WHAT IS REQUIRED:
Update the lines between the one holding "Where can you see the mulch" and the one holding "column 562, row 349", inclusive, by replacing "Target" with "Label" and leaving everything else as it is. Give back only those lines.

>> begin RECORDS FOR THIS EXERCISE

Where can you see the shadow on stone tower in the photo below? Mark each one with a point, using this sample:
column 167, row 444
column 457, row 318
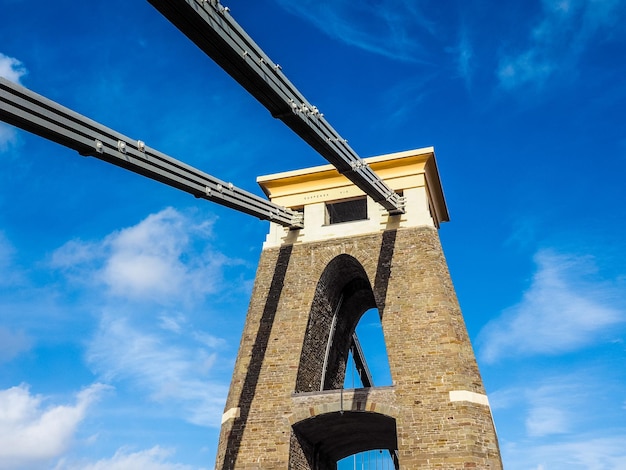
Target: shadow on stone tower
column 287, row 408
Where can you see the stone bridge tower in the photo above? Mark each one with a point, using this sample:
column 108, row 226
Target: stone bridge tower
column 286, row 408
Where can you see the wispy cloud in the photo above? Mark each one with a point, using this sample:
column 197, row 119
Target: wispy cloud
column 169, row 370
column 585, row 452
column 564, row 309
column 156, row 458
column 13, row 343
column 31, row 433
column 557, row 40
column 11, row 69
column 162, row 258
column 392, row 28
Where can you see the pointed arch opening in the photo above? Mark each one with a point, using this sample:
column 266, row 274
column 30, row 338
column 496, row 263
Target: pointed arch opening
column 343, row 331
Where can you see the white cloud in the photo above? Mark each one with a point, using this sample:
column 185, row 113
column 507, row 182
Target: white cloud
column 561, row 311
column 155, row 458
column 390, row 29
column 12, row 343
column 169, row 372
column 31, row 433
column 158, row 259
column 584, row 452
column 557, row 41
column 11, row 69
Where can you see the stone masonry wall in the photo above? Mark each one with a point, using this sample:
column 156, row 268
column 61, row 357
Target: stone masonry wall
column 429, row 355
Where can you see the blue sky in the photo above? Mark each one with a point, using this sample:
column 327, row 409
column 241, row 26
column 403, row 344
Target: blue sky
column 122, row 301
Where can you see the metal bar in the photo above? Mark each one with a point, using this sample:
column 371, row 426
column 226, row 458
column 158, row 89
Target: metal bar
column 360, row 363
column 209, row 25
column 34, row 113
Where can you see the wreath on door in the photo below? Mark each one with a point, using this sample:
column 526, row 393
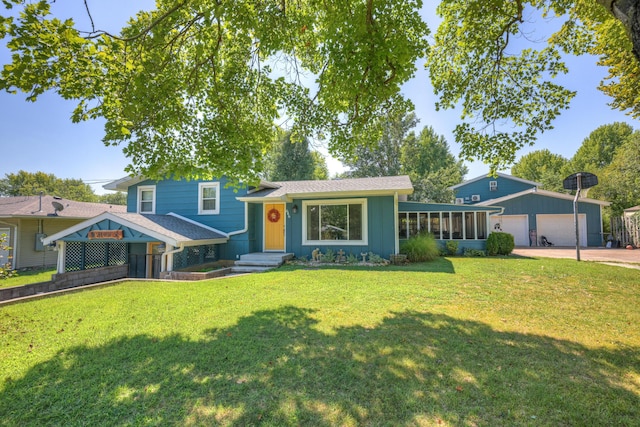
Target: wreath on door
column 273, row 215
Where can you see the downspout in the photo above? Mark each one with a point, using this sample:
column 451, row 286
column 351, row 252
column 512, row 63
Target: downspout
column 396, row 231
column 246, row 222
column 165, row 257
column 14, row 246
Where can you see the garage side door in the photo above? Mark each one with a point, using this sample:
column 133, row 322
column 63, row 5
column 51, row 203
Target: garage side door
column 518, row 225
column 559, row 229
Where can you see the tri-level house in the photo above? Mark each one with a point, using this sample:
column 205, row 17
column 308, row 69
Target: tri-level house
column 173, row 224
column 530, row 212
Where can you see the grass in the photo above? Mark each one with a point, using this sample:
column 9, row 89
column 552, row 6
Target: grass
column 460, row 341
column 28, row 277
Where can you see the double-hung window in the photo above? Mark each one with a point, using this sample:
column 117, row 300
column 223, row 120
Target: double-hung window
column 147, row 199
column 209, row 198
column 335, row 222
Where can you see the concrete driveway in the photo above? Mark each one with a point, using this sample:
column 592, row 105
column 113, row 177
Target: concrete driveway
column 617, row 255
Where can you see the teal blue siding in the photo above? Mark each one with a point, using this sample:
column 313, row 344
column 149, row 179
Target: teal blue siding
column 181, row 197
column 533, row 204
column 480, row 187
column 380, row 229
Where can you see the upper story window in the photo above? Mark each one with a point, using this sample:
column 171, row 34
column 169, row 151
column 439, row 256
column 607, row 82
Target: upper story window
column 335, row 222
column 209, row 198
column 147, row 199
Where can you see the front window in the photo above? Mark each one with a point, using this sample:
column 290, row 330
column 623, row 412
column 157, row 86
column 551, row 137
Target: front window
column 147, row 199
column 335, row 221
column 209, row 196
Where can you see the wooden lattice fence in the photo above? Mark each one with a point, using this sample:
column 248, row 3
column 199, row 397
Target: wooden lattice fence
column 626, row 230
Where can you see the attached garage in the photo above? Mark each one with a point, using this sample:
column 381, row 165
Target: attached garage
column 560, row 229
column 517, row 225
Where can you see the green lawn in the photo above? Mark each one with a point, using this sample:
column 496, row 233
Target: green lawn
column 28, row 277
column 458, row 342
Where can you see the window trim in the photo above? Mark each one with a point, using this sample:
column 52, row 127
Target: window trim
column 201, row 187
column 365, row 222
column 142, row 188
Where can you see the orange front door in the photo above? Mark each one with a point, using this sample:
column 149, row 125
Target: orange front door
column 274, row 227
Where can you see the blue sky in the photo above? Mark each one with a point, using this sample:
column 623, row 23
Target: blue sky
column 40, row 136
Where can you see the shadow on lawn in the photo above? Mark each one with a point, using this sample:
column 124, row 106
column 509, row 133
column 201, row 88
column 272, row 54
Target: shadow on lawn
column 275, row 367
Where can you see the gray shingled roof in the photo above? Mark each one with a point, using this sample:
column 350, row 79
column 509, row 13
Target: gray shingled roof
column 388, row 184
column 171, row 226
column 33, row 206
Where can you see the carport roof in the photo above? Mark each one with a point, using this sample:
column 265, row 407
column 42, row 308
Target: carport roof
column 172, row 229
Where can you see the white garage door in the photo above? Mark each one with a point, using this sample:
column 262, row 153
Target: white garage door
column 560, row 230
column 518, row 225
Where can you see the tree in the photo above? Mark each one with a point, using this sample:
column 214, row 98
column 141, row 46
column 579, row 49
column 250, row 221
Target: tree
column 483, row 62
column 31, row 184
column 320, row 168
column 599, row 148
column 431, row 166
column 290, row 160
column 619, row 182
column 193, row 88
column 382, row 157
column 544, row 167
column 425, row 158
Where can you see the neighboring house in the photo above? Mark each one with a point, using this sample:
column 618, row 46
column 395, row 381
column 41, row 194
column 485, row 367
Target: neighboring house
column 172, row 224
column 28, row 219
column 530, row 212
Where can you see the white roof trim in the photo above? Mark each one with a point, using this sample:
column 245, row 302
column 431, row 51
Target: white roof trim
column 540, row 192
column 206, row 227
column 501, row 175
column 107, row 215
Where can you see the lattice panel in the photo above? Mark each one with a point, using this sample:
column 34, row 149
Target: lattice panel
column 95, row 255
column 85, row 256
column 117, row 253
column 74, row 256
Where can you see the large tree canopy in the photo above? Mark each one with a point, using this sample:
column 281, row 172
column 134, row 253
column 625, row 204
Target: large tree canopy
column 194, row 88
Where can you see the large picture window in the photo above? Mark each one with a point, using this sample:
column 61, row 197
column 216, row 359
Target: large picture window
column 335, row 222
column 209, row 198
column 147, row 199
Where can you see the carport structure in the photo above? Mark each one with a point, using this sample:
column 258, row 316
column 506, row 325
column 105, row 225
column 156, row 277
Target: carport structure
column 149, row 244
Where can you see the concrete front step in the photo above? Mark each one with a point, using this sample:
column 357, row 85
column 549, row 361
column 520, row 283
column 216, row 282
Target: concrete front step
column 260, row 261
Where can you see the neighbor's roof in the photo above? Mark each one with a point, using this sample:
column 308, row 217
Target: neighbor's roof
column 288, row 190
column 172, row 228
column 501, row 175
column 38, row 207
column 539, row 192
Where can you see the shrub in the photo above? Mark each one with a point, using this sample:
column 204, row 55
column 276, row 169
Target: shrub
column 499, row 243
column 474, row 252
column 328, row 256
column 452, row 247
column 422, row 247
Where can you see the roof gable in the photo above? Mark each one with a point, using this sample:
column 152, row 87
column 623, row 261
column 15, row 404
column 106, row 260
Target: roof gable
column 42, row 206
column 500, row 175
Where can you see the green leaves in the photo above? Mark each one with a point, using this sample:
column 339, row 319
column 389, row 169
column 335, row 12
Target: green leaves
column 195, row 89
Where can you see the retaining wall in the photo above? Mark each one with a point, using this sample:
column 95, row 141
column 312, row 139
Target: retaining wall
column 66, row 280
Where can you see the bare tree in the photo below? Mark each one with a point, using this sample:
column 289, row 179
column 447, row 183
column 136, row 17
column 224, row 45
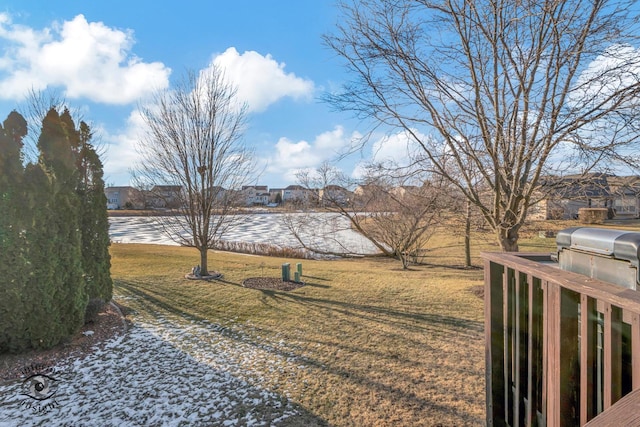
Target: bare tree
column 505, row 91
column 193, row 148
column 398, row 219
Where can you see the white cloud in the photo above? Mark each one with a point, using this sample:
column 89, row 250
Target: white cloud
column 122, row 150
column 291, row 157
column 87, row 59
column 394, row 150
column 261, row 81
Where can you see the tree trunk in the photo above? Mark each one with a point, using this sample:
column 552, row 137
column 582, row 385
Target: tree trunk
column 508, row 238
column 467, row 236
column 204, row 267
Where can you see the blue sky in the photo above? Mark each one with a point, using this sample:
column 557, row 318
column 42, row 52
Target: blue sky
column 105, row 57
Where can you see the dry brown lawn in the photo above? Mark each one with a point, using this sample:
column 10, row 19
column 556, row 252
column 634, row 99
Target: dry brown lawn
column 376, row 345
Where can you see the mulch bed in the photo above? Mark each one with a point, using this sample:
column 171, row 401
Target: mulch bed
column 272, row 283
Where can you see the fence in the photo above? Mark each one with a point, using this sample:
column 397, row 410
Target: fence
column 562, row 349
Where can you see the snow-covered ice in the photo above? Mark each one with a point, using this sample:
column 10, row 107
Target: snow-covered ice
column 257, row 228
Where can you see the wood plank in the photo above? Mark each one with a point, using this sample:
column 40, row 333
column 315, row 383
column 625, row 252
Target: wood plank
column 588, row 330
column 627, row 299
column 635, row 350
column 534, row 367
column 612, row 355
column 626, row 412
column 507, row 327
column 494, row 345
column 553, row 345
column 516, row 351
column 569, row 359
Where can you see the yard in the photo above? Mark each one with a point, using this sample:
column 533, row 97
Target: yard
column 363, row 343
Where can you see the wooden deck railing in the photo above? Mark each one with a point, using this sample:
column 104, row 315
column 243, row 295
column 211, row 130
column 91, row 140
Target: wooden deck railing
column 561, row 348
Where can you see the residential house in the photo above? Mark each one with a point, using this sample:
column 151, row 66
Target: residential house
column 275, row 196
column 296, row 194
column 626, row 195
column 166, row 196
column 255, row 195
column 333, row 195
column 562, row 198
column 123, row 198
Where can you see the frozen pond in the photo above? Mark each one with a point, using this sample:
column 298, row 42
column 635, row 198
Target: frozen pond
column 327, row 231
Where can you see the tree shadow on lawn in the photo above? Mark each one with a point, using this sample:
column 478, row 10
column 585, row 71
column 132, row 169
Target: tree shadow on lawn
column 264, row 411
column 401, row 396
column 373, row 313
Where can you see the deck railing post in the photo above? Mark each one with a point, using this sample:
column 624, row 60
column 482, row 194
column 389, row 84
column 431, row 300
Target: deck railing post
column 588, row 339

>> end RECORDS FOR THIS EXERCISE

RESPONSE:
Where can you see the mulch bed in the photo above? Mark each one with a point, using this sample:
column 171, row 401
Label: mulch bed
column 272, row 283
Where can you see the fence in the photo above? Mark each one with a point, using this sample:
column 397, row 410
Label: fence
column 562, row 349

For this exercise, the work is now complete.